___ Provided information

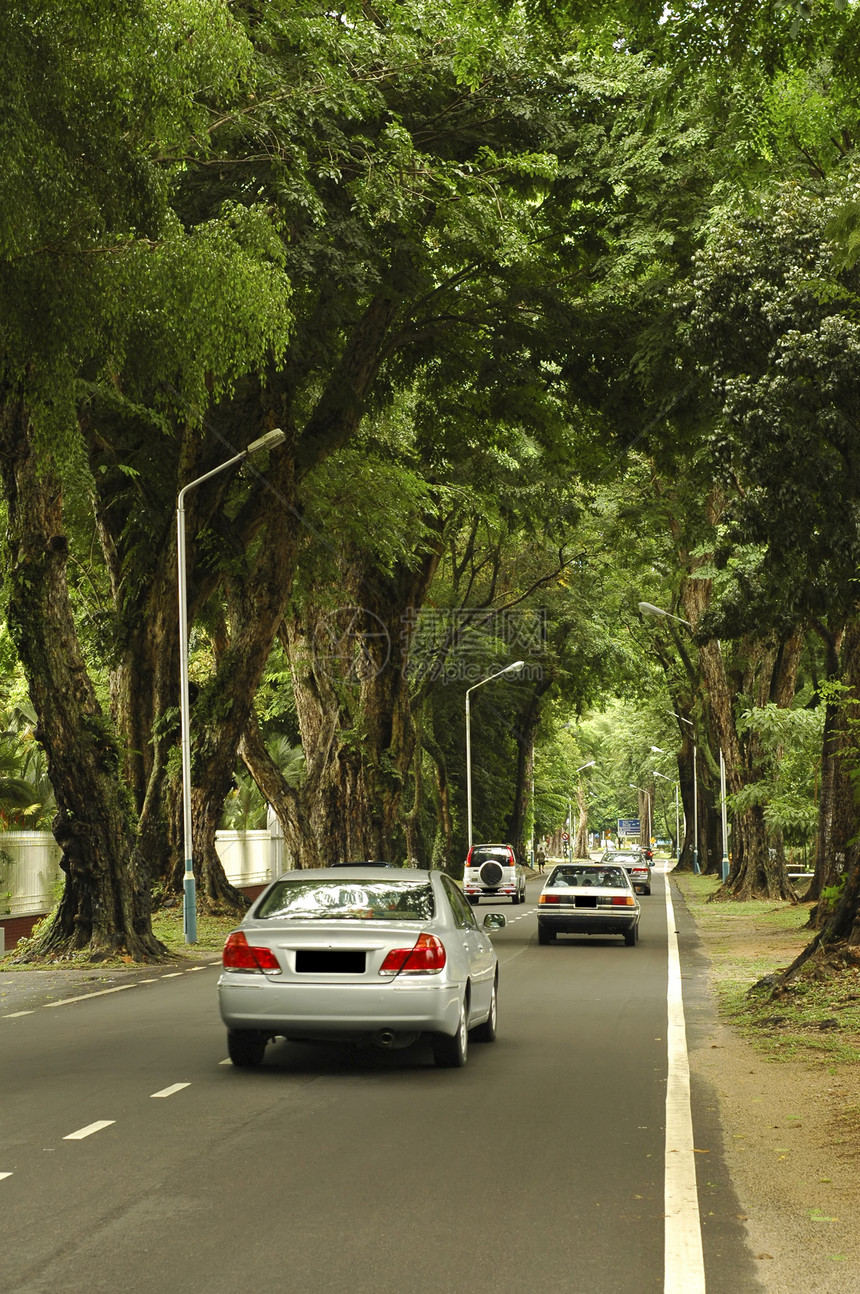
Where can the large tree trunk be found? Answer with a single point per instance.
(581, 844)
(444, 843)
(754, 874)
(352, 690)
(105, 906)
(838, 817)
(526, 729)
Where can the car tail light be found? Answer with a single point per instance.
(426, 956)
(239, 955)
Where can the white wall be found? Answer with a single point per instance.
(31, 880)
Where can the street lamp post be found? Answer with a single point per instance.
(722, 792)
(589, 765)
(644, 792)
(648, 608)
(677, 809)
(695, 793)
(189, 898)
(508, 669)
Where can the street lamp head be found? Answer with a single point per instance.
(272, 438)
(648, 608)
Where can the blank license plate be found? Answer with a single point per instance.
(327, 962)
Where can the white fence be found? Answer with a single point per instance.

______
___ Provided information

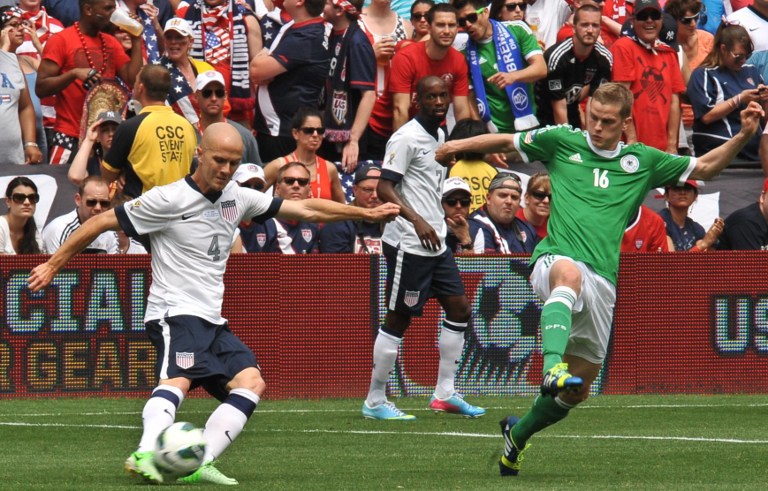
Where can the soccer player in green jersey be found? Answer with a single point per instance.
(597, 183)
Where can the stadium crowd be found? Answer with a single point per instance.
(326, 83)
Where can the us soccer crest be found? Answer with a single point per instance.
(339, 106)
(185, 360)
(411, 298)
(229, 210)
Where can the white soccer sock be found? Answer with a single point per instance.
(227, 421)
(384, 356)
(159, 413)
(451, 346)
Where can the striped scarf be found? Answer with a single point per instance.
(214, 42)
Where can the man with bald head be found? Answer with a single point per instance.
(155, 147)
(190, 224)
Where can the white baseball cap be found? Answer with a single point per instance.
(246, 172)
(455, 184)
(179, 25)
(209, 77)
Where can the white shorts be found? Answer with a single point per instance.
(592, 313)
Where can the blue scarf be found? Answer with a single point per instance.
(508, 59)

______

Can you repeat, word for word, every line above from the one containing "Where can the blank" down to the one containing "Where can the white fence", including both?

Where can the blank license plate be found? Answer with a single point per instance.
(327, 962)
Where can the white fence be found? Answer with a single point per instance.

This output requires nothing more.